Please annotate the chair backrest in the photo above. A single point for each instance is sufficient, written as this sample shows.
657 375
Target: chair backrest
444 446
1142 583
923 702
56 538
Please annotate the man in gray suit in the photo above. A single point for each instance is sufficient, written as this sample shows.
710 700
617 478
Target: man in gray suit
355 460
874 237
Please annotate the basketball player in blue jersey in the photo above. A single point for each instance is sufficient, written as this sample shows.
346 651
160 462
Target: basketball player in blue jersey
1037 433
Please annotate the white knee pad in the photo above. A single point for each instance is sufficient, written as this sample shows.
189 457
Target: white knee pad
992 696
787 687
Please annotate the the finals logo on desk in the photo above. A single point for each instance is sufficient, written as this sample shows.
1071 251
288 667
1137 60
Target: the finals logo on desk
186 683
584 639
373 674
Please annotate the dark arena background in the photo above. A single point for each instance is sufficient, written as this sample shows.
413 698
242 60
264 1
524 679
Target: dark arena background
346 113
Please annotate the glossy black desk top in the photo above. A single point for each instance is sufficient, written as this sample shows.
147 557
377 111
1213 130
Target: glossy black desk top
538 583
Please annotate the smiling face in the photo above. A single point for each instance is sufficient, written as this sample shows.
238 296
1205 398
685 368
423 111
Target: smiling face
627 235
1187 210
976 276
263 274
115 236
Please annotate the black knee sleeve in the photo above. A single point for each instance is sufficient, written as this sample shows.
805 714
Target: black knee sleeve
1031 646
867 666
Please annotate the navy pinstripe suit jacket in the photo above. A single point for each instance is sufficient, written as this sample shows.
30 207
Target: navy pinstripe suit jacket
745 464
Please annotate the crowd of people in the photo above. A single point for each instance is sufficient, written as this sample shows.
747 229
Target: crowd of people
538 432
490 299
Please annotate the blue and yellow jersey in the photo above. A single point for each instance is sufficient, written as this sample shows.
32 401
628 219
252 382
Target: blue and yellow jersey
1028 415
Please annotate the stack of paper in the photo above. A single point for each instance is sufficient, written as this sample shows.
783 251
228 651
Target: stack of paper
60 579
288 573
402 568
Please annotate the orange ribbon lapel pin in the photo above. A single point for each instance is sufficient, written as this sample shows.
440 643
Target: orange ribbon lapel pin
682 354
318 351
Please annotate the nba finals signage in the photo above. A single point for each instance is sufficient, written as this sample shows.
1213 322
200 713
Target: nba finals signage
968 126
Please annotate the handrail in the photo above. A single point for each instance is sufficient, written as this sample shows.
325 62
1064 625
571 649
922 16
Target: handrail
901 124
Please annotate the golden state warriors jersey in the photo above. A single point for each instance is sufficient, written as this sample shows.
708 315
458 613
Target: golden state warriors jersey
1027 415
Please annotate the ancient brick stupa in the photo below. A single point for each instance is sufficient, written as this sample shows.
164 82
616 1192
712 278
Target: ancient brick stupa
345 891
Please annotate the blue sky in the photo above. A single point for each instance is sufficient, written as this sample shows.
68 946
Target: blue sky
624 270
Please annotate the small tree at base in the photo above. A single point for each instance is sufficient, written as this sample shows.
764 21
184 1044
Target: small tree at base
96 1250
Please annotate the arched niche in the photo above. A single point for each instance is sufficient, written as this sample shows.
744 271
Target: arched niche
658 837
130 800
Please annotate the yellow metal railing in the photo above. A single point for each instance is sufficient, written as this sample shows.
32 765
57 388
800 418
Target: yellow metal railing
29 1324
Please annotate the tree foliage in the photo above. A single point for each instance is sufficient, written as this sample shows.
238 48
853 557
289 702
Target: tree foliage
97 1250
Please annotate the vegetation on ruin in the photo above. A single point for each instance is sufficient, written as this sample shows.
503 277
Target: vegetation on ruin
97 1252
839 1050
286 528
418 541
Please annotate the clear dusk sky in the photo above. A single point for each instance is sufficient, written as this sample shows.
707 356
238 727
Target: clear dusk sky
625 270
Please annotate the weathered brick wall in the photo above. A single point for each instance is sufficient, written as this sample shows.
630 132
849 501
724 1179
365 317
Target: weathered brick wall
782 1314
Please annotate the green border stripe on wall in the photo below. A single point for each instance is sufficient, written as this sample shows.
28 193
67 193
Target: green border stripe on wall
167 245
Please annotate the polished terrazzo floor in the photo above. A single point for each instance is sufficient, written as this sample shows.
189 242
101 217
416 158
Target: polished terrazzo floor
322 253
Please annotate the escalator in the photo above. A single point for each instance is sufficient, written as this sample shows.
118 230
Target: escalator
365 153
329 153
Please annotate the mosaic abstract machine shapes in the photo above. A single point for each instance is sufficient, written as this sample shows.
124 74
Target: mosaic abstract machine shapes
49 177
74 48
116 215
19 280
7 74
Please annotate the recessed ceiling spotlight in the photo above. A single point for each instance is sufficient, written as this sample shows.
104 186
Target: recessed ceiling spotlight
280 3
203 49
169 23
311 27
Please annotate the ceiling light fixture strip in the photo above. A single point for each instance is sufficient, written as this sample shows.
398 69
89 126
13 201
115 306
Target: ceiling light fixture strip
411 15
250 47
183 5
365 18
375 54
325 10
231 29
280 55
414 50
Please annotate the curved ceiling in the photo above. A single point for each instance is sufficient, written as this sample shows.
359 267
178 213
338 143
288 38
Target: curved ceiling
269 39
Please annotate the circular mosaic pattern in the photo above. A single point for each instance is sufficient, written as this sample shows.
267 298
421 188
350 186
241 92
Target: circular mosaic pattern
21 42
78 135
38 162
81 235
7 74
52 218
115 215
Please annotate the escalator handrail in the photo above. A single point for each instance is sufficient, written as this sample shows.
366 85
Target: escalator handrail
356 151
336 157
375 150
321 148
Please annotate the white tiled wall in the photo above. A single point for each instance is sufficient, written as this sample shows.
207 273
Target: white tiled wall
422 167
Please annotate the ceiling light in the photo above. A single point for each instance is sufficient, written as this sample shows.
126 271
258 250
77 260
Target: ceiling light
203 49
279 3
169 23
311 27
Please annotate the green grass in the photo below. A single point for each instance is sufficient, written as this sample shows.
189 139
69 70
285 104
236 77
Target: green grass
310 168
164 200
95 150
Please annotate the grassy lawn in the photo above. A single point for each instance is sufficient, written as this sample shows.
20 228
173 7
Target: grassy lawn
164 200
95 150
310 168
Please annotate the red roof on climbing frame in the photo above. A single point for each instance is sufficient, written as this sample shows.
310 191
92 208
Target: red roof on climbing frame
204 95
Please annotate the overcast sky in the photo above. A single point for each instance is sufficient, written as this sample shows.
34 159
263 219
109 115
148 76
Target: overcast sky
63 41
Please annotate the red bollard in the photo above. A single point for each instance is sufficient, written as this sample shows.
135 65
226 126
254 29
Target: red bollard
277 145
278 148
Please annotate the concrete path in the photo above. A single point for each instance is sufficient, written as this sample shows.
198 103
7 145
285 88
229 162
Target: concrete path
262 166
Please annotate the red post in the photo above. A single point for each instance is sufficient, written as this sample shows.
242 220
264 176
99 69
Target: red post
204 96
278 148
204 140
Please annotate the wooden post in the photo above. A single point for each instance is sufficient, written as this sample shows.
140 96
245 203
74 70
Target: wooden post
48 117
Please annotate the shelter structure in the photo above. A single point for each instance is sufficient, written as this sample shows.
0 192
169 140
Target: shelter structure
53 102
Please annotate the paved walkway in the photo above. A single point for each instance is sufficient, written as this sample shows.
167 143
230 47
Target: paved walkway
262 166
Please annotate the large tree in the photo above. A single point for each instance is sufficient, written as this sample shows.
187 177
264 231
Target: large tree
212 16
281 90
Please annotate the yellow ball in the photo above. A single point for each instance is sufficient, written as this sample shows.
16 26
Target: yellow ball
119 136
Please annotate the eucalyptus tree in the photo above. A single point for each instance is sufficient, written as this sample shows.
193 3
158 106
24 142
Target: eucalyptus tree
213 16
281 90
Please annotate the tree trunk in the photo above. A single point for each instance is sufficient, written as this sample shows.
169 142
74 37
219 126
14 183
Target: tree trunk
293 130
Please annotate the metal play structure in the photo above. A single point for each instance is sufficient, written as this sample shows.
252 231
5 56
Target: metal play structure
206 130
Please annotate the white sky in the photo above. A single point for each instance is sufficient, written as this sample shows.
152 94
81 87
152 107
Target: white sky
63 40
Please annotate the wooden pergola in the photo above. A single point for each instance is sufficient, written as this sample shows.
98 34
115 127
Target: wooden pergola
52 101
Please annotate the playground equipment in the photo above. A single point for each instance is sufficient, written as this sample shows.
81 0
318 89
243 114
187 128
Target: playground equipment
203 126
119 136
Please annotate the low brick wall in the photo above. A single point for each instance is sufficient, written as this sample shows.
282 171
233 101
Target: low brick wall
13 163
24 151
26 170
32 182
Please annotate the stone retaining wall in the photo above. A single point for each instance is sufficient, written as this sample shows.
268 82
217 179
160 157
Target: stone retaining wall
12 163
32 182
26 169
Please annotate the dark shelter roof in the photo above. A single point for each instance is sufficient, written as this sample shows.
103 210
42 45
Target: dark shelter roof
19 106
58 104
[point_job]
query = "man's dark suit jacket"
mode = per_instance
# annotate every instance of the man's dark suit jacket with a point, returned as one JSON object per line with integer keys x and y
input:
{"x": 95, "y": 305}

● **Description of the task**
In the listing above, the line with "Target: playground equipment" starts the part to copy. Copy it through the last line exactly, with nothing else.

● **Response to this exercise**
Target: playground equipment
203 126
119 136
Please annotate the low brick wall in the photo above. A single point for each instance is sufficient, written as this sample shows.
282 171
233 101
Target: low brick wall
13 163
24 151
26 170
32 182
Please annotate the stone retaining wall in the photo above. A single point for each instance is sufficient, written as this sample shows.
268 82
217 179
160 157
Target: stone retaining wall
12 163
32 182
26 169
Please annotate the dark shelter roof in the photo above. A single point for each instance is sufficient, written as this sample shows.
103 210
42 45
Target: dark shelter roof
19 106
58 104
[point_job]
query = "man's dark suit jacket"
mode = per_instance
# annotate every instance of the man's dark suit jacket with a point, returned as one JSON object per line with integer keys x and y
input:
{"x": 95, "y": 305}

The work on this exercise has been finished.